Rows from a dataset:
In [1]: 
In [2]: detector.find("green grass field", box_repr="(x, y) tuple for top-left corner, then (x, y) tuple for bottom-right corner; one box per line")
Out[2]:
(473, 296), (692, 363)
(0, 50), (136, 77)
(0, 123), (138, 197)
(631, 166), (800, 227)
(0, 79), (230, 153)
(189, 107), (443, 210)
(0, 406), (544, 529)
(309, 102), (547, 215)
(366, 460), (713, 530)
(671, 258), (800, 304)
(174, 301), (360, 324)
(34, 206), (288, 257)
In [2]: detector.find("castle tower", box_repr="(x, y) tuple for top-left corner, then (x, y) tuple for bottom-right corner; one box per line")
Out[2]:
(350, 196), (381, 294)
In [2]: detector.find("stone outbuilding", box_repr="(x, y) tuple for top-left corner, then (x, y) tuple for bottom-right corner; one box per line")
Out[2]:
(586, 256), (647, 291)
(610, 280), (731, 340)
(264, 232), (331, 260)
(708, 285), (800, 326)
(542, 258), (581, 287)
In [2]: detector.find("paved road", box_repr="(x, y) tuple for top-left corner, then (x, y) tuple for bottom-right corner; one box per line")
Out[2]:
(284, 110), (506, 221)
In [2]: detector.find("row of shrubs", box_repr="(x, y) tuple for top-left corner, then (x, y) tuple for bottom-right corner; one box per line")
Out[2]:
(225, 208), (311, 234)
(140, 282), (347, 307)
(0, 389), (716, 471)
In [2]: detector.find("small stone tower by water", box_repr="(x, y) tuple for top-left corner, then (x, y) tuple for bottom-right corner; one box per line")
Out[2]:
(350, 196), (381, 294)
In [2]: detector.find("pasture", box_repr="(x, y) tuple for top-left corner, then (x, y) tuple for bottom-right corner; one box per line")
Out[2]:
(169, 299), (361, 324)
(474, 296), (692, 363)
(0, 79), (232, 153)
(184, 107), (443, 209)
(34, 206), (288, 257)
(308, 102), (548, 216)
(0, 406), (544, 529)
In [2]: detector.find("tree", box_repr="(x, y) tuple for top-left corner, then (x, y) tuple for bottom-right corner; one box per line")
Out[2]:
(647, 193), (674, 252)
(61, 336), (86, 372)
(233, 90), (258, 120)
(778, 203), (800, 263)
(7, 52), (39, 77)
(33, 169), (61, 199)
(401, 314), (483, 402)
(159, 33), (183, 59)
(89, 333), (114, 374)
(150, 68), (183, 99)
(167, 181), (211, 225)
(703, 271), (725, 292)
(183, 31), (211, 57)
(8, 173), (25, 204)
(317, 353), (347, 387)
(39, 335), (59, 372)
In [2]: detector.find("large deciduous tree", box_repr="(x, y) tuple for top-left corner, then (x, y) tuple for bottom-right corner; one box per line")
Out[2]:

◆ GIVEN TASK
Report each line of the records above that contains the string "left". Matching is case-sensitive.

◆ FINISHED ANSWER
In [2]: detector.find("green grass field", box_repr="(x, y) tuple for top-left corner, then (x, y) tuple for bottom-right corner; one box per line")
In [2]: detector.find("castle tower", box_repr="(x, y) tuple for top-left corner, then (x, y) tuple for bottom-right corner; one box per line")
In [2]: detector.find("stone outbuilding", box_repr="(x, y) tuple for top-left corner, then (x, y) tuple for bottom-right corner; one box per line")
In [2]: detector.find("paved road", box_repr="(x, y) tuple for top-left corner, then (x, y) tuple for bottom-right corner; one box per line")
In [2]: detector.find("row of shrubs", box_repr="(x, y) tuple for top-left corner, then (x, y) tuple for bottom-right corner; one box per line")
In [2]: detector.find("small stone tower by water", box_repr="(x, y) tuple for top-left corner, then (x, y) tuple for bottom-right corner; one box per line")
In [2]: detector.find("pasture", box_repr="(x, y) tuple for top-left corner, then (x, y) tuple for bottom-right corner; one box per line")
In [2]: detector.find("tree", box_repr="(x, y) tuple for top-left corner, then (x, y) tuple for bottom-right corner; one box per line")
In [2]: detector.find("large deciduous tree", box_repr="(x, y) tuple for top-left corner, then (x, y) tuple for bottom-right corner; one box per line")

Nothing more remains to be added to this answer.